> [Information given]
┄┄┄┄┄┄┄┄┄┄┄┄┄┄┄┄┄┄┄┄

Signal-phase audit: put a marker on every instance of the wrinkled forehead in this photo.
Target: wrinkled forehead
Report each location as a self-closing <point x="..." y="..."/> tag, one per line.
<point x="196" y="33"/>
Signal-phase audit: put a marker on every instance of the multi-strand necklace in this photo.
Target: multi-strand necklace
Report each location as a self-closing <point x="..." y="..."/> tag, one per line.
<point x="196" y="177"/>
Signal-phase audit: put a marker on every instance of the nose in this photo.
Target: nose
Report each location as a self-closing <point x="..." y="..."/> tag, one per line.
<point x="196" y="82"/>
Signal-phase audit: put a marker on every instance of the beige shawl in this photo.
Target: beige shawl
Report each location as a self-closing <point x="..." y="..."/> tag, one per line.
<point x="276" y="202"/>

┄┄┄┄┄┄┄┄┄┄┄┄┄┄┄┄┄┄┄┄

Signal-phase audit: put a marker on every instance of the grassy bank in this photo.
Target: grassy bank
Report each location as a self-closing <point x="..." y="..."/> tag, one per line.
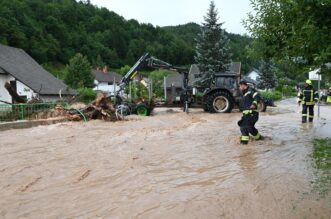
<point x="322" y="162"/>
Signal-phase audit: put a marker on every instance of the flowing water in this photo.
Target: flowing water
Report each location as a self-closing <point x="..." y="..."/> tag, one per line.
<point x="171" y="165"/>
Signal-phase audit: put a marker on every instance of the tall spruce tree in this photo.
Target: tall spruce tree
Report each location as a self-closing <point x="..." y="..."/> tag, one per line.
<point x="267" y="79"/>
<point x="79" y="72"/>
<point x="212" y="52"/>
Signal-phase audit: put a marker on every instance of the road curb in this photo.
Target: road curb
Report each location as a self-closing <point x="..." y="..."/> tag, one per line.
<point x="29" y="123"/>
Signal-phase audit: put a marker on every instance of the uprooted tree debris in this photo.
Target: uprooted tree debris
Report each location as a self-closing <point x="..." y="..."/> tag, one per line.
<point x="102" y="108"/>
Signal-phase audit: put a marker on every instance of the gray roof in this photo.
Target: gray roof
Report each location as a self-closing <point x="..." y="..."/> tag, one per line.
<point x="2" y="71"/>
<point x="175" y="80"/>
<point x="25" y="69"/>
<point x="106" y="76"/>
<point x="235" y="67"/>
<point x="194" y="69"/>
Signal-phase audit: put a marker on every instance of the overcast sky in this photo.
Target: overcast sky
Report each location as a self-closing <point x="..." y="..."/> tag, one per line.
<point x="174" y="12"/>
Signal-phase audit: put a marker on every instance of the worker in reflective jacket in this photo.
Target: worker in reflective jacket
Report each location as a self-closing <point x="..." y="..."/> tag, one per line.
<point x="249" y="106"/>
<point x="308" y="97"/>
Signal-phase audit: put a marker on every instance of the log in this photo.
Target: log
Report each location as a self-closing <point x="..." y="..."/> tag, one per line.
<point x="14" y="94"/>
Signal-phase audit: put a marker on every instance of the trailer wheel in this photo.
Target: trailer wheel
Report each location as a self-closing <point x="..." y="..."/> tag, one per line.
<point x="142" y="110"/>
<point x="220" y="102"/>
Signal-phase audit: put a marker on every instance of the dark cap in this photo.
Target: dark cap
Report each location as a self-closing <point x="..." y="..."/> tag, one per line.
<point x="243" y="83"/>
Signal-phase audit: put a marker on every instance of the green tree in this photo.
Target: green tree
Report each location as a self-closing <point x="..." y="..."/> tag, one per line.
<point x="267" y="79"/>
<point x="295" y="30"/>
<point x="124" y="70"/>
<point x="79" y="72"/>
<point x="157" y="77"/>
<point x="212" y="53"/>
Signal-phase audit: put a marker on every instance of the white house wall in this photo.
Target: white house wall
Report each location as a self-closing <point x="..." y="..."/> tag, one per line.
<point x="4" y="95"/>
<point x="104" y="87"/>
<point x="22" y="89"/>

┄┄┄┄┄┄┄┄┄┄┄┄┄┄┄┄┄┄┄┄

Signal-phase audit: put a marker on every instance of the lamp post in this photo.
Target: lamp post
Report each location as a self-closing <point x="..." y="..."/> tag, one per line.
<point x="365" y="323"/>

┄┄┄┄┄┄┄┄┄┄┄┄┄┄┄┄┄┄┄┄

> [Given exercise]
Count the lines in the entries above that contain the string "white", matching case exactly. Give only the number.

> [Final result]
2